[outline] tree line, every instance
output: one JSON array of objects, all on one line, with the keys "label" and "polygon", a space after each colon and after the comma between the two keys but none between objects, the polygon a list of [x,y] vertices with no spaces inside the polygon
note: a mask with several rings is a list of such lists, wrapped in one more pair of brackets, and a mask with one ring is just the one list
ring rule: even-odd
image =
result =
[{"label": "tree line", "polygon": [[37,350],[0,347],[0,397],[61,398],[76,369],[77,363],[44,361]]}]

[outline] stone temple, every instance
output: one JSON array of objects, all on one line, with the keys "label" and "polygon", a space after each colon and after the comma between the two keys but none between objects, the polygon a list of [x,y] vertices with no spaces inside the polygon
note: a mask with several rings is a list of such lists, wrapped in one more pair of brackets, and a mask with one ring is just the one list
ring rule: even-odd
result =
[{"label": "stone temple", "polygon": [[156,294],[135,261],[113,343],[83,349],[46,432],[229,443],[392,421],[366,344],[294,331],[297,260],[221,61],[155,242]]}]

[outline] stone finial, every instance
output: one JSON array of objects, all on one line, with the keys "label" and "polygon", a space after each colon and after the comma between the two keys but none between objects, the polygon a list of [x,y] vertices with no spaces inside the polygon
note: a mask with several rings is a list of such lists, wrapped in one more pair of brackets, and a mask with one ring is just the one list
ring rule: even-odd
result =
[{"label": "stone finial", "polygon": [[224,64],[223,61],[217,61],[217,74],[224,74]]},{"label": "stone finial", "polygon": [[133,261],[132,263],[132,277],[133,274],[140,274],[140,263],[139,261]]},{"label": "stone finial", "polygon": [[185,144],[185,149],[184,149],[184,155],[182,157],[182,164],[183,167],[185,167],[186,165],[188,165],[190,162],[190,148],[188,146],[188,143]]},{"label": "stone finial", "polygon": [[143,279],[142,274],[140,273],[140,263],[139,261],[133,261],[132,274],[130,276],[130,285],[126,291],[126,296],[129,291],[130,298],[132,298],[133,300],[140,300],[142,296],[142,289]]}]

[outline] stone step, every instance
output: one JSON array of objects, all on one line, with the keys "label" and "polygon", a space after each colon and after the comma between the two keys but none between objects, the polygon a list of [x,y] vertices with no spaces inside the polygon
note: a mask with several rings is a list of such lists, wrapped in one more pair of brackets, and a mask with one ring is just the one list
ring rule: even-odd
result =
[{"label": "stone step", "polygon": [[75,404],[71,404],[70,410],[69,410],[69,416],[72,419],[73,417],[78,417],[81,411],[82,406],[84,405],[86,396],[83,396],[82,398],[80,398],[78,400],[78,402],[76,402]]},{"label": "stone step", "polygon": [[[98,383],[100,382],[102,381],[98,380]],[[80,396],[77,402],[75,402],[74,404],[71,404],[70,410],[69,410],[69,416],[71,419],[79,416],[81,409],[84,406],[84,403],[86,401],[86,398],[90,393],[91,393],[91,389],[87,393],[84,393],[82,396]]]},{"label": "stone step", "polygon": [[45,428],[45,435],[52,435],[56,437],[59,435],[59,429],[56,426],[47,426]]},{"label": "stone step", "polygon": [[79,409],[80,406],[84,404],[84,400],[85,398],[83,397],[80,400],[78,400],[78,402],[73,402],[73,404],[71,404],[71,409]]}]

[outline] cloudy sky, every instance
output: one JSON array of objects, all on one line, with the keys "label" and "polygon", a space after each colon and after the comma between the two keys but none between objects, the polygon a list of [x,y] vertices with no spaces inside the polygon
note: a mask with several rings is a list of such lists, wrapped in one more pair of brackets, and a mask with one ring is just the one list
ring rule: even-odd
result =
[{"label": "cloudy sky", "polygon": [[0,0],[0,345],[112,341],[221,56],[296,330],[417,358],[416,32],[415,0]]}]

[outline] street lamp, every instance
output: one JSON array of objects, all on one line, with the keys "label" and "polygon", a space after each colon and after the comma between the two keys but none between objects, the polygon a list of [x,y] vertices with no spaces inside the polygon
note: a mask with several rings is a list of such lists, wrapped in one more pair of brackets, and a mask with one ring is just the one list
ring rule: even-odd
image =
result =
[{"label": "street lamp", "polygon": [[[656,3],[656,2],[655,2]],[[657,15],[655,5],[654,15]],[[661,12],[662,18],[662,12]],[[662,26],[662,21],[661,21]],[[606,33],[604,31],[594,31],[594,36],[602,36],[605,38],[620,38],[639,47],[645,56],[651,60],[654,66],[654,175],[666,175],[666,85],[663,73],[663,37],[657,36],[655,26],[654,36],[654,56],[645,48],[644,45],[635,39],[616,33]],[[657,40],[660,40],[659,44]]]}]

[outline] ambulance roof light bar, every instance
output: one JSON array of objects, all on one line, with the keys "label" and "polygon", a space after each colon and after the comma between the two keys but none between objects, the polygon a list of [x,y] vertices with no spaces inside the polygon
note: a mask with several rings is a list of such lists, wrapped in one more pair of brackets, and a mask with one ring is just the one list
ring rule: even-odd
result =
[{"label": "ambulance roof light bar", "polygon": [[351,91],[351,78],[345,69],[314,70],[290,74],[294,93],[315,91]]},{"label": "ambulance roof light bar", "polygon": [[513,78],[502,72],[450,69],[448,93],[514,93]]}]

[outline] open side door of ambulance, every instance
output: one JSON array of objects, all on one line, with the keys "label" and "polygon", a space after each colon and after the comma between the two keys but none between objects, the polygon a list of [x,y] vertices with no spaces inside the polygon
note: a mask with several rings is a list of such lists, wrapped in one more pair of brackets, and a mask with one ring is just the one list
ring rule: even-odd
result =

--- What to do ---
Each line of the material above needs to be quoted exactly, please.

--- Response to this task ---
[outline] tree line, every instance
output: one JSON array of objects, all on one line, with the keys "label" and "polygon", a space after each colon and after the comma between the two keys but none between objects, the polygon a list of [x,y] vertices with no spaces inside the polygon
note: a mask with several rings is a list of such lists, wrapped in one more pair of brackets, and a mask with one ring is just the one list
ring rule: even-odd
image =
result =
[{"label": "tree line", "polygon": [[37,350],[0,347],[0,397],[61,398],[76,369],[77,363],[44,361]]}]

[outline] stone temple, every instance
output: one JSON array of objects, all on one line, with the keys "label" and "polygon", a space after each colon and after the comma between the two keys but none between objects, the polygon a list of [x,y] vertices with no spaces inside the polygon
note: a mask with several rings is a list of such lists, wrapped in one more pair of brackets, and a mask with one ring is just the one list
ring rule: even-odd
result =
[{"label": "stone temple", "polygon": [[156,294],[135,261],[113,343],[83,349],[46,432],[229,443],[392,421],[366,344],[294,331],[297,260],[221,61],[155,242]]}]

[outline] stone finial, every instance
output: one JSON array of objects, all on one line, with the keys "label" and "polygon", a space after each colon and after the comma between the two keys but none between objects, the polygon a list of [x,y] vertices with no spaces inside the polygon
note: a mask with several rings is a list of such lists, wrapped in one more pair of brackets, and a mask with one ring is just the one list
ring rule: even-odd
result =
[{"label": "stone finial", "polygon": [[224,64],[223,61],[217,61],[217,74],[224,74]]},{"label": "stone finial", "polygon": [[133,261],[132,263],[132,277],[133,274],[140,274],[140,263],[139,261]]},{"label": "stone finial", "polygon": [[185,144],[185,149],[184,149],[184,155],[182,157],[182,164],[183,167],[185,167],[186,165],[188,165],[190,162],[190,148],[188,146],[188,143]]},{"label": "stone finial", "polygon": [[143,279],[142,274],[140,273],[140,263],[139,261],[133,261],[132,274],[130,276],[130,285],[126,291],[126,296],[129,291],[130,298],[132,298],[133,300],[140,300],[142,296],[142,289]]}]

[outline] stone step, every instance
output: one JSON array of objects, all on one line, with the keys "label" and "polygon", a space after each colon and after the comma between the two keys but none between objects, the polygon a list of [x,y] vertices with no spaces inside the polygon
note: a mask with several rings is a list of such lists, wrapped in one more pair of brackets, and a mask with one ring is just the one list
ring rule: even-odd
result =
[{"label": "stone step", "polygon": [[75,404],[71,404],[70,410],[69,410],[69,416],[72,419],[73,417],[78,417],[81,411],[82,406],[84,405],[86,396],[83,396],[82,398],[80,398],[78,400],[78,402],[76,402]]},{"label": "stone step", "polygon": [[[98,383],[100,382],[102,381],[98,380]],[[80,396],[77,402],[75,402],[74,404],[71,404],[70,410],[69,410],[69,416],[71,419],[79,416],[81,409],[84,406],[84,403],[86,401],[86,398],[90,393],[91,393],[91,389],[87,393],[84,393],[82,396]]]},{"label": "stone step", "polygon": [[45,428],[45,435],[52,435],[56,437],[59,435],[59,429],[56,426],[47,426]]},{"label": "stone step", "polygon": [[79,409],[80,406],[84,404],[84,400],[85,398],[83,397],[80,400],[78,400],[78,402],[73,402],[73,404],[71,404],[71,409]]}]

[outline] cloudy sky, every instance
output: one JSON array of objects, all on one line, with the keys "label" and "polygon", a space after each colon and after the comma between the two keys but none between objects, the polygon a list of [x,y] vertices with no spaces inside the polygon
note: a mask with several rings is a list of such lists, wrapped in one more pair of brackets, and a mask with one ring is just the one list
ring rule: even-odd
result =
[{"label": "cloudy sky", "polygon": [[0,0],[0,345],[112,341],[221,56],[296,330],[417,358],[416,32],[415,0]]}]

[outline] street lamp, every instance
output: one JSON array of objects, all on one line, with the keys "label" and "polygon", a space after each colon and after the comma between the two keys but none between objects, the polygon a list of [x,y] vertices with no spaces inside the polygon
note: a mask with several rings is a list of such lists, wrapped in one more pair of brackets, and a mask with one ring is just the one list
ring rule: even-odd
image =
result =
[{"label": "street lamp", "polygon": [[[656,3],[656,2],[655,2]],[[657,15],[655,5],[654,15]],[[661,12],[662,18],[662,12]],[[662,26],[662,21],[661,21]],[[606,33],[604,31],[594,31],[594,36],[602,36],[605,38],[620,38],[639,47],[645,56],[651,60],[654,66],[654,175],[666,175],[666,85],[663,73],[663,37],[657,36],[655,26],[654,36],[654,56],[645,48],[644,45],[635,39],[616,33]],[[657,40],[660,40],[659,44]]]}]

[outline] ambulance roof light bar, every instance
output: one JSON array of objects, all on one line, with the keys "label" and "polygon", a space after each colon and after the comma between the two keys but none between objects, the polygon a list of [x,y] vertices with no spaces inside the polygon
note: a mask with several rings is a list of such lists, wrapped in one more pair of brackets, and a mask with one ring is just the one list
ring rule: even-odd
result =
[{"label": "ambulance roof light bar", "polygon": [[351,91],[351,78],[345,69],[314,70],[290,74],[294,93],[315,91]]},{"label": "ambulance roof light bar", "polygon": [[513,78],[502,72],[450,69],[448,93],[514,93]]}]

[outline] open side door of ambulance, every instance
output: one JSON array of objects, all on one line, with the keys "label" and "polygon", a space after each colon and after the comma between the two keys but none between objects, the polygon a list of [x,y] vertices with no spaces inside the polygon
note: a mask with several rings is a list of such lists, wrapped in one more pair of brackets, and a mask with one ring is just the one list
ring rule: even-odd
result =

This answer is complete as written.